▼

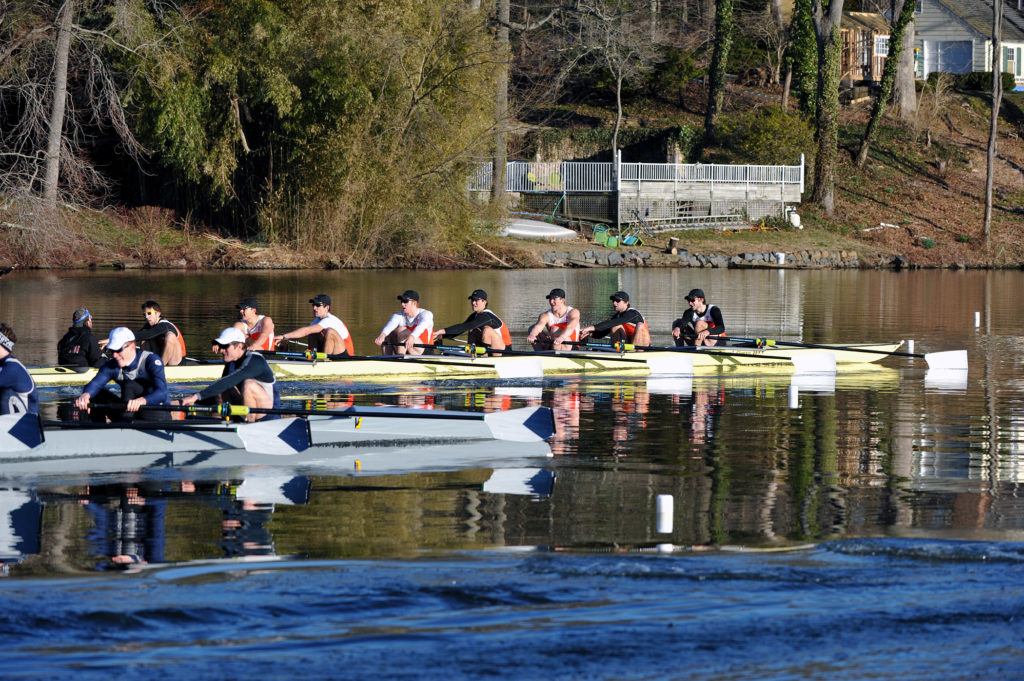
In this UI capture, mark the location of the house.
[840,11,892,85]
[913,0,1024,85]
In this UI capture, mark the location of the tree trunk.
[889,13,918,118]
[811,0,843,216]
[490,0,511,208]
[982,1,1002,244]
[857,0,914,168]
[705,0,733,145]
[43,0,74,207]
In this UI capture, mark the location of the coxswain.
[75,327,167,421]
[234,298,273,350]
[672,289,726,345]
[526,289,580,350]
[0,322,39,415]
[580,291,650,346]
[180,327,281,421]
[135,300,187,367]
[434,289,512,355]
[273,293,355,356]
[374,289,434,354]
[57,307,104,371]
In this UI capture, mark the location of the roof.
[840,12,892,36]
[935,0,1024,42]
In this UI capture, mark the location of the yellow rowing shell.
[29,341,902,386]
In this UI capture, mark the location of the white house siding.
[913,0,987,78]
[913,0,1024,85]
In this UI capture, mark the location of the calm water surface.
[0,270,1024,679]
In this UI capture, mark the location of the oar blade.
[483,407,555,442]
[925,350,967,372]
[0,414,43,452]
[636,352,693,376]
[495,357,544,378]
[790,352,836,374]
[238,419,311,456]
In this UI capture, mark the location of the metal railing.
[470,156,804,194]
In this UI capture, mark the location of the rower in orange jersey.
[233,298,273,351]
[580,291,650,346]
[526,289,580,350]
[374,289,434,354]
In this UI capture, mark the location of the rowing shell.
[0,407,554,462]
[29,341,903,386]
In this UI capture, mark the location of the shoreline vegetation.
[0,0,1024,269]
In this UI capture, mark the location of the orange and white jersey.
[242,314,273,350]
[381,309,434,344]
[545,305,580,342]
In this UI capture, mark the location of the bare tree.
[811,0,843,216]
[705,0,734,144]
[857,0,914,168]
[583,0,660,154]
[982,0,1002,249]
[0,0,184,206]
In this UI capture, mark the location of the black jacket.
[57,327,103,367]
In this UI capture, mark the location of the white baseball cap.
[106,327,135,352]
[213,327,246,345]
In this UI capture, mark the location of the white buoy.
[657,495,674,535]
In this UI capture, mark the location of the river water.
[0,269,1024,679]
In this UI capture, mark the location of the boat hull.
[30,341,902,386]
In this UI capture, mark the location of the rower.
[234,298,273,350]
[180,327,281,421]
[526,289,580,350]
[374,289,434,354]
[0,322,39,414]
[135,300,187,367]
[75,327,167,421]
[672,289,726,346]
[434,289,512,356]
[580,291,650,345]
[274,293,355,356]
[57,307,104,371]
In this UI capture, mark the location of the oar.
[570,341,836,374]
[0,411,311,455]
[160,402,555,441]
[722,336,967,371]
[260,345,496,369]
[68,403,312,455]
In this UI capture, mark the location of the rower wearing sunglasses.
[75,327,168,421]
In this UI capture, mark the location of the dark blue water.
[0,540,1024,679]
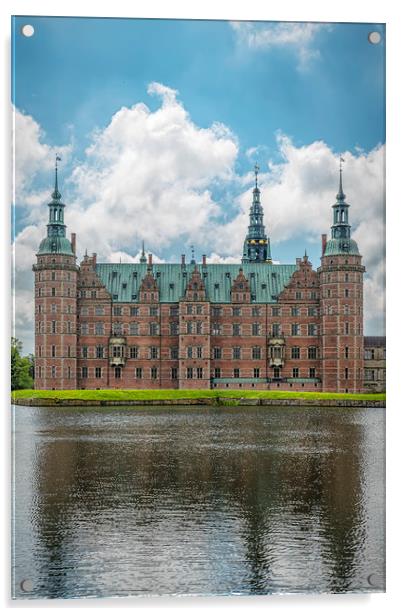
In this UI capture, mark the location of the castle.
[33,157,365,392]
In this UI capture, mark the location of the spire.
[336,156,346,201]
[140,240,147,263]
[52,154,61,201]
[254,163,260,189]
[242,163,271,263]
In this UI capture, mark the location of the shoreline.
[11,396,386,408]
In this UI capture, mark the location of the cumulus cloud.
[14,83,385,352]
[231,21,330,69]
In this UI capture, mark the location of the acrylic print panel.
[12,16,385,599]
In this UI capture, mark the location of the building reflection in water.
[11,407,384,597]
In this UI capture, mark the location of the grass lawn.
[11,389,385,400]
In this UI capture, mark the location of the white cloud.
[11,84,385,354]
[231,21,331,69]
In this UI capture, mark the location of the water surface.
[12,406,385,598]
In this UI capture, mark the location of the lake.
[12,406,385,598]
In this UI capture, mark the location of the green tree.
[11,338,34,390]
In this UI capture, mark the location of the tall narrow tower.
[32,156,78,389]
[318,158,365,393]
[242,164,272,263]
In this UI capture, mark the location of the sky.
[12,17,385,352]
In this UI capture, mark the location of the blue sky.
[13,17,385,352]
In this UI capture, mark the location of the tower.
[242,164,272,263]
[318,158,365,392]
[32,156,78,389]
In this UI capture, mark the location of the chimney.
[321,233,327,256]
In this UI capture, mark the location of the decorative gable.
[184,266,206,302]
[230,268,251,304]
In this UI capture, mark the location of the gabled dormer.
[184,265,206,302]
[139,255,159,303]
[230,268,251,304]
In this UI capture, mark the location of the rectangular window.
[233,347,241,359]
[149,347,159,359]
[272,323,281,338]
[292,347,300,359]
[130,347,138,359]
[308,347,318,359]
[129,322,139,336]
[95,323,105,336]
[212,323,221,336]
[213,347,222,359]
[232,323,240,336]
[169,321,179,336]
[251,347,261,359]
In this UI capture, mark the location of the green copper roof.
[37,236,74,255]
[324,238,360,257]
[96,263,297,303]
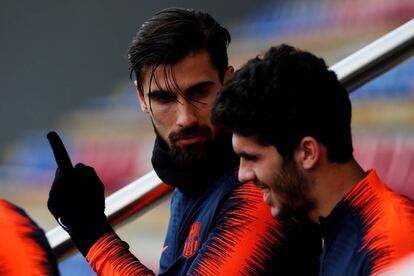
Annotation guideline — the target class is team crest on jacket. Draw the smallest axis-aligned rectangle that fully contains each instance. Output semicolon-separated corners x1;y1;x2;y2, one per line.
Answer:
183;221;201;259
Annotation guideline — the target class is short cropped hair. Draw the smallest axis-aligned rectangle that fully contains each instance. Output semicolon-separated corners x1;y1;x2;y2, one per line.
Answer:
212;44;353;163
128;8;231;92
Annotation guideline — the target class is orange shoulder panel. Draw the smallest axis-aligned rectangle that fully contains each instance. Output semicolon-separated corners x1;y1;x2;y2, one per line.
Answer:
345;170;414;274
0;199;55;275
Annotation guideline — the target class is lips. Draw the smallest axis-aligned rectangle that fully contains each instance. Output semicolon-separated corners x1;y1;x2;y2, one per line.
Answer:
263;191;272;206
175;133;207;145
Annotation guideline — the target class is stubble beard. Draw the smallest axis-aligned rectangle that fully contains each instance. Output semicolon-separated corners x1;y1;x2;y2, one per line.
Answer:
153;124;214;167
272;160;316;220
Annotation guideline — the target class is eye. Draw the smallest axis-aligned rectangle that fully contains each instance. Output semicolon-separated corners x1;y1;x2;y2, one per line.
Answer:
150;92;177;103
191;87;208;98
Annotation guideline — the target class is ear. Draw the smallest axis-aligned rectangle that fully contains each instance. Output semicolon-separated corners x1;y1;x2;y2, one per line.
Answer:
223;65;234;83
134;80;149;113
295;136;321;170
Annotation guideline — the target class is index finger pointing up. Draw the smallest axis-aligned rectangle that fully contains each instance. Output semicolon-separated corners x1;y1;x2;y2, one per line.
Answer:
47;131;73;171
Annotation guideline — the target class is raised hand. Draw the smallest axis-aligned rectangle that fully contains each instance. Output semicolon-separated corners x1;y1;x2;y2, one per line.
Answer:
47;132;113;256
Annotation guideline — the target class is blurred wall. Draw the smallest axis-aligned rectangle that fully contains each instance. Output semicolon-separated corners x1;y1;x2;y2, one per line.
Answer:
0;0;275;157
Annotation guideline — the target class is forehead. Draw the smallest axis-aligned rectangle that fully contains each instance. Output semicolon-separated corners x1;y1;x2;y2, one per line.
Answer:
232;133;267;152
232;133;279;156
143;51;219;92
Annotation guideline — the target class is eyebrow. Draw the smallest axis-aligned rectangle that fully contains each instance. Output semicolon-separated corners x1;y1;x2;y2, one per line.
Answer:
146;80;214;97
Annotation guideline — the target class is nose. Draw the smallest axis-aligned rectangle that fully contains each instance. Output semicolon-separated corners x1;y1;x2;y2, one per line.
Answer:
238;158;254;183
177;100;198;128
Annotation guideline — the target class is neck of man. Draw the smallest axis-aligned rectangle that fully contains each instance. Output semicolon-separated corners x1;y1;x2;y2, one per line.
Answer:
309;159;365;224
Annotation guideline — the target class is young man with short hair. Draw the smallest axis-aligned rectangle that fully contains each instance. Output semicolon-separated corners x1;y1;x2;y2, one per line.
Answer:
212;45;414;276
48;8;321;275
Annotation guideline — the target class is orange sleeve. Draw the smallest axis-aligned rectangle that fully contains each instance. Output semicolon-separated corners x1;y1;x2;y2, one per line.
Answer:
188;183;283;275
86;233;155;276
0;200;59;275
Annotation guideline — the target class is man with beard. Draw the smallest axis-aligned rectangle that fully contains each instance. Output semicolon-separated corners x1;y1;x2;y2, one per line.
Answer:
48;8;321;275
212;45;414;276
0;198;60;276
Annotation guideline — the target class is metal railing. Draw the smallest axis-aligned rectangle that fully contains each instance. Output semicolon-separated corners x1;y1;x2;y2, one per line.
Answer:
46;19;414;260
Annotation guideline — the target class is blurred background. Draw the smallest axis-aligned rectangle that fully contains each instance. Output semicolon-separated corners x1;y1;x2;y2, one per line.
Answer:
0;0;414;275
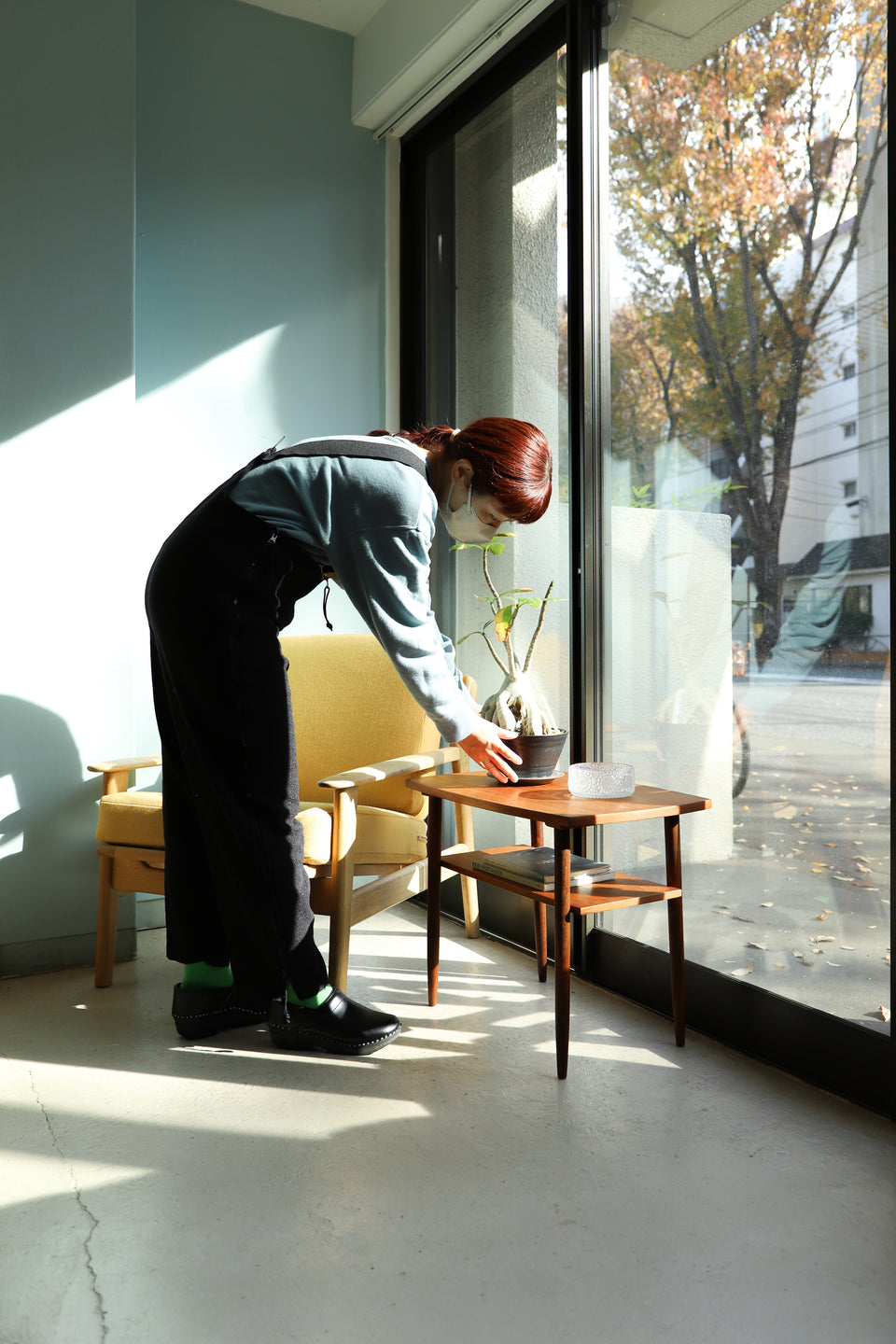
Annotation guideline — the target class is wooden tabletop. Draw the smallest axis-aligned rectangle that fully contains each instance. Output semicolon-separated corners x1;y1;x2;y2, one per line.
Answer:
407;773;712;831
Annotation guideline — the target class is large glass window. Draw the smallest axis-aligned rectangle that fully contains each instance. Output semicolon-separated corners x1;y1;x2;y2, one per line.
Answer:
401;0;893;1110
606;0;890;1032
405;39;569;942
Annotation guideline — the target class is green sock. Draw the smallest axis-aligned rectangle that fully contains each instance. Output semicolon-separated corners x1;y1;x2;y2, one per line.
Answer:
287;986;333;1008
180;961;233;989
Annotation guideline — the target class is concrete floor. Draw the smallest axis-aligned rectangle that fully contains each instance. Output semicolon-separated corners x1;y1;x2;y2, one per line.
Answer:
0;906;896;1344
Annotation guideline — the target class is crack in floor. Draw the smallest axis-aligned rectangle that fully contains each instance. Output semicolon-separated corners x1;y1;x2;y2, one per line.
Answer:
28;1069;109;1340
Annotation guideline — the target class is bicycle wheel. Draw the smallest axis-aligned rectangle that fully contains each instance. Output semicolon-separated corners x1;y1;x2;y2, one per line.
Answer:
731;711;749;798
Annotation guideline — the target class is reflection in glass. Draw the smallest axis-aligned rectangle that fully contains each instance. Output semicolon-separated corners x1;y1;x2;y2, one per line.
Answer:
608;0;889;1030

▲

• _Work to be completed_
Find every line in the items above that contains the string "tree" and copy each of those lines in full. Matching is case-sensitive.

• _Answer to the problem_
In this UI capture, mark the location of the tree trunk.
In this UI capture, mark the location of the bare tree.
In this UI capture, mark the location of the green tree.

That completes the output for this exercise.